What is required. Gather every line of the records below that contains the word "window" and copy each one out.

Source records.
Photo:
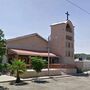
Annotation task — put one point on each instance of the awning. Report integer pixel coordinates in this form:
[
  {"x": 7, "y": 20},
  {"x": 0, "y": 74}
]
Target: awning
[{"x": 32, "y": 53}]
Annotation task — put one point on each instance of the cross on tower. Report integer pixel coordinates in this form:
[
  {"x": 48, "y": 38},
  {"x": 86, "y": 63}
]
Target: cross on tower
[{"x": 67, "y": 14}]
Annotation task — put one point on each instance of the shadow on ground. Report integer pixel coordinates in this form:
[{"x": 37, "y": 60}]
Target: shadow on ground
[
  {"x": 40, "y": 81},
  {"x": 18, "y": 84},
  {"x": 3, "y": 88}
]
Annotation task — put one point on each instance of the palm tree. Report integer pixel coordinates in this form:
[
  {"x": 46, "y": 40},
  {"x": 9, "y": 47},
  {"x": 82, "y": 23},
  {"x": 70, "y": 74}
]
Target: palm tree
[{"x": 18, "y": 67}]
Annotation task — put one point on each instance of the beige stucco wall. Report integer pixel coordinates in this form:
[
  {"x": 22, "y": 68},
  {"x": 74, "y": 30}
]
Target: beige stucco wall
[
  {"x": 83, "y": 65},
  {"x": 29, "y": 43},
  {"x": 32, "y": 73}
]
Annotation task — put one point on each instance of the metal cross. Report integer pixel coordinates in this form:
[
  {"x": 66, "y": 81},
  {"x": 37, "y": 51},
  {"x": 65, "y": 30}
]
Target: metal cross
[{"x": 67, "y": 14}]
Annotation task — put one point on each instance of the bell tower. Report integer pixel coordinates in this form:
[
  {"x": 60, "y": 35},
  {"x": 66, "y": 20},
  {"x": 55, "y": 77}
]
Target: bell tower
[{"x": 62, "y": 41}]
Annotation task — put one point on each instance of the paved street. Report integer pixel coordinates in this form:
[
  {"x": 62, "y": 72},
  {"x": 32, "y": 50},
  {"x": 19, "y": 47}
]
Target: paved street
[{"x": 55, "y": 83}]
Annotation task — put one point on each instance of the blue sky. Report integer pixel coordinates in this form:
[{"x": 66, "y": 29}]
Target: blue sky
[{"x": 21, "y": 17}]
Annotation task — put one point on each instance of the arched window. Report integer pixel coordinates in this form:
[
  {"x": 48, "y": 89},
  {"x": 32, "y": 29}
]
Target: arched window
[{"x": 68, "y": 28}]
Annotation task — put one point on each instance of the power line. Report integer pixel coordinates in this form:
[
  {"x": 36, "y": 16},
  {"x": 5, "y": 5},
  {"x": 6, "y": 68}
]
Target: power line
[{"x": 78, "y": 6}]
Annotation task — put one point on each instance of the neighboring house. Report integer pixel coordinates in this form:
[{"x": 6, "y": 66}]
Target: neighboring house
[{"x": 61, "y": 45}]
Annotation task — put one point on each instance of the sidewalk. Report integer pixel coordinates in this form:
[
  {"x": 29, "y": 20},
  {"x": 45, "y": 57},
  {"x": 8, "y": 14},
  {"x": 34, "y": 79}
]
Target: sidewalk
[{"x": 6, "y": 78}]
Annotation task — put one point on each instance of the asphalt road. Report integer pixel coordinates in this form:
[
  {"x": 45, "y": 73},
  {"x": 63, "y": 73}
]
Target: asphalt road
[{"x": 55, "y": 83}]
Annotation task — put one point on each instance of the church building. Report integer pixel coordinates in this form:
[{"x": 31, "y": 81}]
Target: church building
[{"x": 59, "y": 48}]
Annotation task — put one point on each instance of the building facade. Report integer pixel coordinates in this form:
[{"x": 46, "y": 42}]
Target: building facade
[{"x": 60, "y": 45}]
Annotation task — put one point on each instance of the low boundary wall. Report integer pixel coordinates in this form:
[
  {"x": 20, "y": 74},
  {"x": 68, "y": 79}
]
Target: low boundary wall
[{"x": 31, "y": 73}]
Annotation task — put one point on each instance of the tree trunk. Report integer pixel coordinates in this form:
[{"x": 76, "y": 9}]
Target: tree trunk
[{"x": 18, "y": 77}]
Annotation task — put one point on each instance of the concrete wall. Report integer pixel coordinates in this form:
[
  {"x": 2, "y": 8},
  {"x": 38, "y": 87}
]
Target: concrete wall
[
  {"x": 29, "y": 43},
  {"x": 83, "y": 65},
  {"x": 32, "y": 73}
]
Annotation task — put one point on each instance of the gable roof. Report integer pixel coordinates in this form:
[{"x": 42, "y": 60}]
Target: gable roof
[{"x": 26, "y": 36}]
==
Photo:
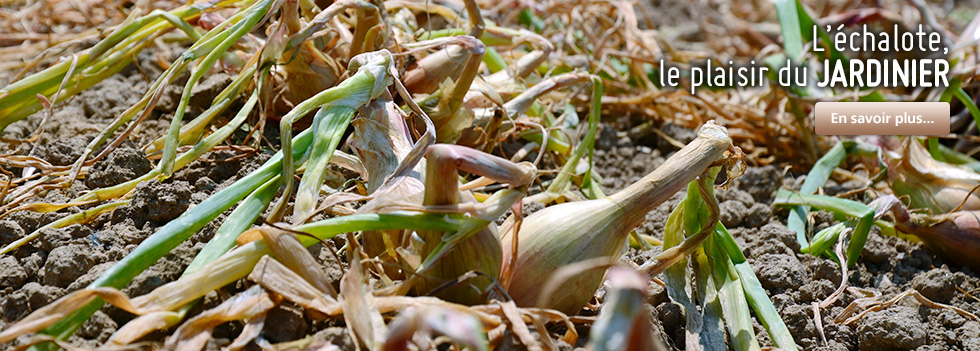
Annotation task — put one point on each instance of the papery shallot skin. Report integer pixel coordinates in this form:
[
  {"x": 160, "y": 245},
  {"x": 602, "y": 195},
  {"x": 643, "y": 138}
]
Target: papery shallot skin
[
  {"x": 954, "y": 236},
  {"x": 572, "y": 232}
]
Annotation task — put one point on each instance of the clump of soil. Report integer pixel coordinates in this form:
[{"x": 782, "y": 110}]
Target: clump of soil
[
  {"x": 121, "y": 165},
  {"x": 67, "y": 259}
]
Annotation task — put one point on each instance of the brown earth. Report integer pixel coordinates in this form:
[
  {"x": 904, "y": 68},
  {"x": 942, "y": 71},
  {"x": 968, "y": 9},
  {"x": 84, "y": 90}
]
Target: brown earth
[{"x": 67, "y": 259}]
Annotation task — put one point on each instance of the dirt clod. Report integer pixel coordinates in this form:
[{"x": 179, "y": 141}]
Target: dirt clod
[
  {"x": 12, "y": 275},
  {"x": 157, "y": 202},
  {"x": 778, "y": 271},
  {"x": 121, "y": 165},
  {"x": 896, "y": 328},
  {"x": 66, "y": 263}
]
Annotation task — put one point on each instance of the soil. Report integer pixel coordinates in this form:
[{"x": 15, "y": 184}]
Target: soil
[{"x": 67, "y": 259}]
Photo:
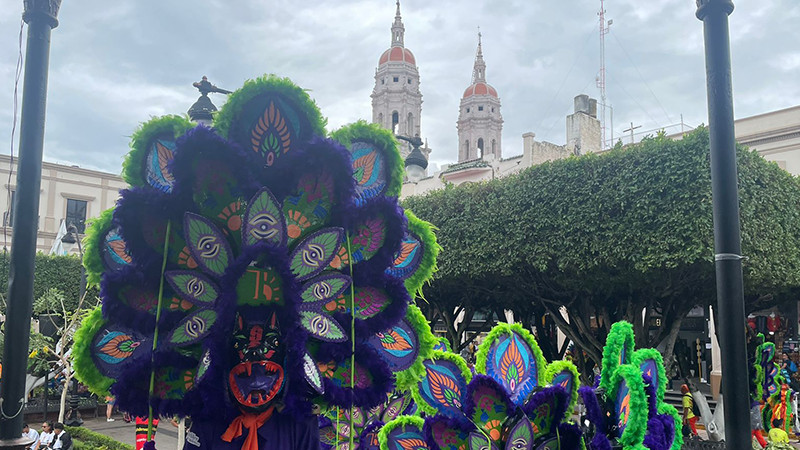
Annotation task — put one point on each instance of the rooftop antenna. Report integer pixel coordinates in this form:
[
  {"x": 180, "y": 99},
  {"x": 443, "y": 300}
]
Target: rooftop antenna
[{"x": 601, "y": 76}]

Solution for this problem.
Annotation task — put one point on each instance of the arched window. Report integer pixel coordinates in this form:
Target: arched window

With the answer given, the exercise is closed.